[Data shown]
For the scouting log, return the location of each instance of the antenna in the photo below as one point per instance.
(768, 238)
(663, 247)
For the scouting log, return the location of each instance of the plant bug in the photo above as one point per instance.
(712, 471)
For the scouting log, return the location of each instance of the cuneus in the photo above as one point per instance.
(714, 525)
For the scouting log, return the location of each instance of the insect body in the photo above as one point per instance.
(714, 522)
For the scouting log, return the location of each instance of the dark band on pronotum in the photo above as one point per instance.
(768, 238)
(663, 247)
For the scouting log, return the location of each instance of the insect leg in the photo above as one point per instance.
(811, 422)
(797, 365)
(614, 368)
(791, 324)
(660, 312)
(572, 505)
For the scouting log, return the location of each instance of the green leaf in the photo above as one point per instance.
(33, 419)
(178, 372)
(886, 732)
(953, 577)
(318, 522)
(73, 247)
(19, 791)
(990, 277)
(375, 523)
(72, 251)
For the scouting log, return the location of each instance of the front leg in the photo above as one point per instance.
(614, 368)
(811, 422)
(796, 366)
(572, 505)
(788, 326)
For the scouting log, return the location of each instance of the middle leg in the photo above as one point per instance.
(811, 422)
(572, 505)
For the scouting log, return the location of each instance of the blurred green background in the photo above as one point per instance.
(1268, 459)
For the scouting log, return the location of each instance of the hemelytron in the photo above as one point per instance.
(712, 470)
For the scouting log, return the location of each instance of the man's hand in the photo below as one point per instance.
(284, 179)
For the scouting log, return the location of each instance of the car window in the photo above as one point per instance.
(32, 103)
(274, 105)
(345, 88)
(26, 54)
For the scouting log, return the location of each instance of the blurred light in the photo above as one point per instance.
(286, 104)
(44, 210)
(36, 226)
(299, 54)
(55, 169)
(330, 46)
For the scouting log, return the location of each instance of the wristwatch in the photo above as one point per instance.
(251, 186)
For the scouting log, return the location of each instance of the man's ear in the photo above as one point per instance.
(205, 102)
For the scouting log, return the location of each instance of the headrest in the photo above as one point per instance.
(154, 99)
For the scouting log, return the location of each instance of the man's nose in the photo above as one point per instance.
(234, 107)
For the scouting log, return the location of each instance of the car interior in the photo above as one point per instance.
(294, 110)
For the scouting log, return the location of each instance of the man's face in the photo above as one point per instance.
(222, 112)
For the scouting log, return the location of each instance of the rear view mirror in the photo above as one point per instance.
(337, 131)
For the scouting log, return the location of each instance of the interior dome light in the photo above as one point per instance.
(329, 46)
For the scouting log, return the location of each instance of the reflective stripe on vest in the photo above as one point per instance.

[Task]
Reproduce each record exactly as it appears.

[Task output]
For the scouting log, return the location of each instance of the antenna in the photo below as one point per instance.
(768, 238)
(663, 247)
For the scouting log, return the location of each instance of the plant bug in the photo above as one point per instance.
(712, 471)
For the scouting log, return the location of each instance of the cuneus in the photo above as one point per instance.
(714, 525)
For the scouting log, return the location of each instance of the insect body in the photo above as one point per instance.
(714, 522)
For the scouting log, return the location of each instance of the dark band on pronotum in the photo above as one point per instance.
(768, 238)
(663, 247)
For the scouting log, return the location of each instance of the insect leg in the photo above as one point per instance.
(811, 422)
(797, 365)
(614, 368)
(791, 324)
(660, 312)
(572, 505)
For the scouting log, return the location of each instance of the green leaf in the photo above as one point per instance.
(33, 419)
(178, 372)
(886, 732)
(953, 577)
(318, 522)
(73, 247)
(19, 791)
(990, 277)
(375, 523)
(72, 251)
For the scouting log, return the location of each instance of the front leg in the photo above as one point per instance.
(614, 368)
(811, 422)
(796, 366)
(572, 505)
(788, 326)
For the scouting log, return the location of each instance of the middle leg in the photo above as one point per instance.
(811, 422)
(572, 505)
For the scouting log, return the location of each instance of the blurred green background in the photo above as one point per instance.
(1268, 459)
For the scouting log, return the location of each instance of the hemelytron in the photo above as one point per instance.
(712, 470)
For the scouting log, return the location of each instance of the man's hand in the photo below as one point per instance.
(284, 179)
For the scouting log, return the location of each instance of the car window in the photo above as one point per instance.
(32, 103)
(274, 105)
(345, 88)
(26, 54)
For the scouting log, return the location of each instance of the blurred light in the photo above as one point per instance.
(286, 104)
(44, 210)
(36, 226)
(299, 54)
(55, 169)
(330, 46)
For the scouting log, return the location of each instance of the wristwatch in the photo above as one point per instance.
(251, 186)
For the scouting log, return the location of each instance of the man's ear in the photo above as one point per instance.
(205, 102)
For the scouting log, return the location of each instance of the headrest in the photo above as one point per instance.
(154, 99)
For the scouting log, return the location of each instance of the man's nose in the photo above as one point per instance.
(234, 107)
For the scouting log, return the location of each instance of the car interior in the photo above as one point per instance.
(294, 110)
For the scouting log, return the location of each instance of the man's face in the photo above as one point per instance.
(222, 112)
For the scouting log, return the location of each instance of the rear view mirror in the photo above as one point per instance.
(337, 131)
For the scouting log, return the location of each instance of the interior dome light in the photo above as one point per instance.
(329, 46)
For the scouting log, return the location of each instance of the reflective stripe on vest in the photo above as one point per instance.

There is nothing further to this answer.